Which lines in the rows below contain the string "shirt"? Gather every one and copy each line in full, counting a match only when the case is the same.

= DATASET EXCERPTS =
__________________________________________________
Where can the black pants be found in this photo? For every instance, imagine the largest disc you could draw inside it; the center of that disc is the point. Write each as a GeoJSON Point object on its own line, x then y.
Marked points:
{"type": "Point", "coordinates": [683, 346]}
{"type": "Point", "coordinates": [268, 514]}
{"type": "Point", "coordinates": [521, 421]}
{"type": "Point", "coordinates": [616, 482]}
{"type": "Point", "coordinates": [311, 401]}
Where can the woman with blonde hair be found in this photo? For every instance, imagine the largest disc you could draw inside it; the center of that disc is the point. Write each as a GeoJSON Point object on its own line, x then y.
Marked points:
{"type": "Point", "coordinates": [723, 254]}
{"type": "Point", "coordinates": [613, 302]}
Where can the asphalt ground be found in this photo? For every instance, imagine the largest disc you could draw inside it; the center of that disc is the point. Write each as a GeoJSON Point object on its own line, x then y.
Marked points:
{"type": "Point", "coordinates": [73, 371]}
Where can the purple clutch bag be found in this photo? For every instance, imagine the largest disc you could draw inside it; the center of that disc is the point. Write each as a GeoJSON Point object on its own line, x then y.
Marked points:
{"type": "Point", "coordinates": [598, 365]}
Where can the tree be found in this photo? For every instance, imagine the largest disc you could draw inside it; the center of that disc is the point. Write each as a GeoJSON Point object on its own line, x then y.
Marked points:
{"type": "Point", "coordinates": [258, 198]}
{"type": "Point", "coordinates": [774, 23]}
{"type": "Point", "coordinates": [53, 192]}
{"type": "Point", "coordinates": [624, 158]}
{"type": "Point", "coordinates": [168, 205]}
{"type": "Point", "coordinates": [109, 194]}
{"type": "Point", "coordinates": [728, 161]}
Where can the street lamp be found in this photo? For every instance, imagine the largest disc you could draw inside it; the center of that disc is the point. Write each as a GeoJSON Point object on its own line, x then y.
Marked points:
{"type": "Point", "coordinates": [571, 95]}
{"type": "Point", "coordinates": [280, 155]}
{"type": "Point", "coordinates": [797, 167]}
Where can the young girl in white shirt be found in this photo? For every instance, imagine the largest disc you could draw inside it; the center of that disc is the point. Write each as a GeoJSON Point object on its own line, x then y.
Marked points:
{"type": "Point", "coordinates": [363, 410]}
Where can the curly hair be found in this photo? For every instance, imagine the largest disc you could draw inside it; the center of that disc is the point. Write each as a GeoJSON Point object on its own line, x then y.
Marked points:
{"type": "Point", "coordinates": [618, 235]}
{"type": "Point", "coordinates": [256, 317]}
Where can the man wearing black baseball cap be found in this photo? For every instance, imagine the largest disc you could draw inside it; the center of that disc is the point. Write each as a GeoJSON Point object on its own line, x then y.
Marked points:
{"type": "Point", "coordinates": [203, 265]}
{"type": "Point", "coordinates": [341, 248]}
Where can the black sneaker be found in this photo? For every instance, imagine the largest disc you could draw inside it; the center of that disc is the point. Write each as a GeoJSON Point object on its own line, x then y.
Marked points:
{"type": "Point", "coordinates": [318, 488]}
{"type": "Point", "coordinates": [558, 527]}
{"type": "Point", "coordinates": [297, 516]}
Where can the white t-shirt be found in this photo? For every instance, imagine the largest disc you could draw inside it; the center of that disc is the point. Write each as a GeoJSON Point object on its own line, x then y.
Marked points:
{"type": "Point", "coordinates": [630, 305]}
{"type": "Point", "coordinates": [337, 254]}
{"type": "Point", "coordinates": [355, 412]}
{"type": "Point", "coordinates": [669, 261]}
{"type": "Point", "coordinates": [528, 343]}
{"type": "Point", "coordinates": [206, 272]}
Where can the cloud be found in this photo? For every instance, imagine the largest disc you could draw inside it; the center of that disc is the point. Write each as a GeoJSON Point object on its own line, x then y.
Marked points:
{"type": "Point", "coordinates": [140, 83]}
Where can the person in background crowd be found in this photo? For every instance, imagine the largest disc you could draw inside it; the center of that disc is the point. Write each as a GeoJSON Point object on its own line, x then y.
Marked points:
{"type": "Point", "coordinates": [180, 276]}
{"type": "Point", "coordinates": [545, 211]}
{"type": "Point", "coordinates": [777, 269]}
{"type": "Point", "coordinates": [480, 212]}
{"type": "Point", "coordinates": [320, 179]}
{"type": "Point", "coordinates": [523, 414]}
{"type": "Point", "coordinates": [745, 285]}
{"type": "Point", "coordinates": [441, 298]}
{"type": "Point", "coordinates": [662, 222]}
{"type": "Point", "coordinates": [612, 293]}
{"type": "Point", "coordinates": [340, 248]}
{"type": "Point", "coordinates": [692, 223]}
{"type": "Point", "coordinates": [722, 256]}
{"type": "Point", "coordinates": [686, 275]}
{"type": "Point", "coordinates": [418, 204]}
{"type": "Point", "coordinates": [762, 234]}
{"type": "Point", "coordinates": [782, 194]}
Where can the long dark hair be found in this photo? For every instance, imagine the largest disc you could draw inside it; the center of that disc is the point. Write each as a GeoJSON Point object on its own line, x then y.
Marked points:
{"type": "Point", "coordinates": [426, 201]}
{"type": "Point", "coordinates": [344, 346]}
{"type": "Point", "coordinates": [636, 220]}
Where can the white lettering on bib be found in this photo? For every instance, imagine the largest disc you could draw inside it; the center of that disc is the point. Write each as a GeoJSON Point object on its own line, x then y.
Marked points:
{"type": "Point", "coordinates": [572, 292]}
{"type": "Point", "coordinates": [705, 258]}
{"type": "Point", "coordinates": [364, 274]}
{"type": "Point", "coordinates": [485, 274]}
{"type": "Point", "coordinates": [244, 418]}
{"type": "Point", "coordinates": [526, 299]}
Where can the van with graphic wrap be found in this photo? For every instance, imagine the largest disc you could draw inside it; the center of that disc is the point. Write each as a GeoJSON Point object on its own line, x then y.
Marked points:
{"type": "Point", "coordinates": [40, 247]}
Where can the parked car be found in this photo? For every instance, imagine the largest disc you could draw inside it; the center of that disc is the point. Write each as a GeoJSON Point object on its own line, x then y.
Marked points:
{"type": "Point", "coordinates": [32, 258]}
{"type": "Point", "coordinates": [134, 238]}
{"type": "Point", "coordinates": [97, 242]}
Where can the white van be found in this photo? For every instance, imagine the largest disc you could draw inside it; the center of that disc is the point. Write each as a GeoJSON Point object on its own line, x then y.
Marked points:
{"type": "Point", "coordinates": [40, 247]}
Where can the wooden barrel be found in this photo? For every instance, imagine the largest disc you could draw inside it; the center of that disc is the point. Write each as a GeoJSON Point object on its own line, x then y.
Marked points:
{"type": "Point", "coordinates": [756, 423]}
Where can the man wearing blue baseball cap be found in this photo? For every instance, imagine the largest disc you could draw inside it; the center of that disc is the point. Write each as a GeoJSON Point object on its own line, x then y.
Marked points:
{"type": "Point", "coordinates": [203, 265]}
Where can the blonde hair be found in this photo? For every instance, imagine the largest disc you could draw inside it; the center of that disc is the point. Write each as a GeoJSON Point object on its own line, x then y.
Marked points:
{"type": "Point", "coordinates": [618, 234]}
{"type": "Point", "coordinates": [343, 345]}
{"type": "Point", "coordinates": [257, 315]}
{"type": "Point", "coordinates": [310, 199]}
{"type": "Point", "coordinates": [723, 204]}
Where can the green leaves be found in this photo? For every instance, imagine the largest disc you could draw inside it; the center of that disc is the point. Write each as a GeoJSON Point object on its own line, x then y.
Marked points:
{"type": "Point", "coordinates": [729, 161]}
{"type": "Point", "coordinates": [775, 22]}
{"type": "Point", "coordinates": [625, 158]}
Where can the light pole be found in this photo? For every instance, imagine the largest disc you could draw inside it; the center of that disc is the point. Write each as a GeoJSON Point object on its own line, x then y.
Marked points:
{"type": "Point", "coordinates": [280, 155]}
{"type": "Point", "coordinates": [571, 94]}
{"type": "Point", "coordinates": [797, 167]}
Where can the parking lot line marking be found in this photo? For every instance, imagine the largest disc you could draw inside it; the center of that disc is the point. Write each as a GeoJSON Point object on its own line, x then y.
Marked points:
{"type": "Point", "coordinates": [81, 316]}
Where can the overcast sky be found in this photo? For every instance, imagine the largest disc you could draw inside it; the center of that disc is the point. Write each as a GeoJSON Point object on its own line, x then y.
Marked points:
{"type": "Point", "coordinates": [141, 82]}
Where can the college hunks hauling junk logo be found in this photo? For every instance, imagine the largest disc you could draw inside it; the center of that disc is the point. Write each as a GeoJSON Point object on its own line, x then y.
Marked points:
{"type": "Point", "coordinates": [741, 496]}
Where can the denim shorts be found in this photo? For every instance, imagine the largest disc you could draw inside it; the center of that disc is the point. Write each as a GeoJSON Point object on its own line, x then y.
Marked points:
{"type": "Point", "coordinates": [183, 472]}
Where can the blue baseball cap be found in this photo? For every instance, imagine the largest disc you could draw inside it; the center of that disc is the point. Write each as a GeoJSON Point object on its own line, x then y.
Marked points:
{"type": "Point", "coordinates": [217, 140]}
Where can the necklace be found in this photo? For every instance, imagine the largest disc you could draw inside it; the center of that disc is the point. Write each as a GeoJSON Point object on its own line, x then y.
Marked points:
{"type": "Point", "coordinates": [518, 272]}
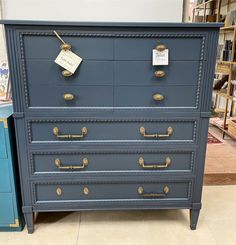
__________________________________________________
= WRITTEN SOLUTION =
Where can the young girl in white shirt be found in this photo? For every instance, imagine the largest disc you could draw inside it; the center of that disc is the point. Write each as a GeoJSON Point object on its own line, x then y.
Where can the white t-shirt be found in this photo? For every instance, imagine the largest disc you could draw inside it; the center of that disc is the point. Write each as a GeoJSON Point object on its own line, x then y.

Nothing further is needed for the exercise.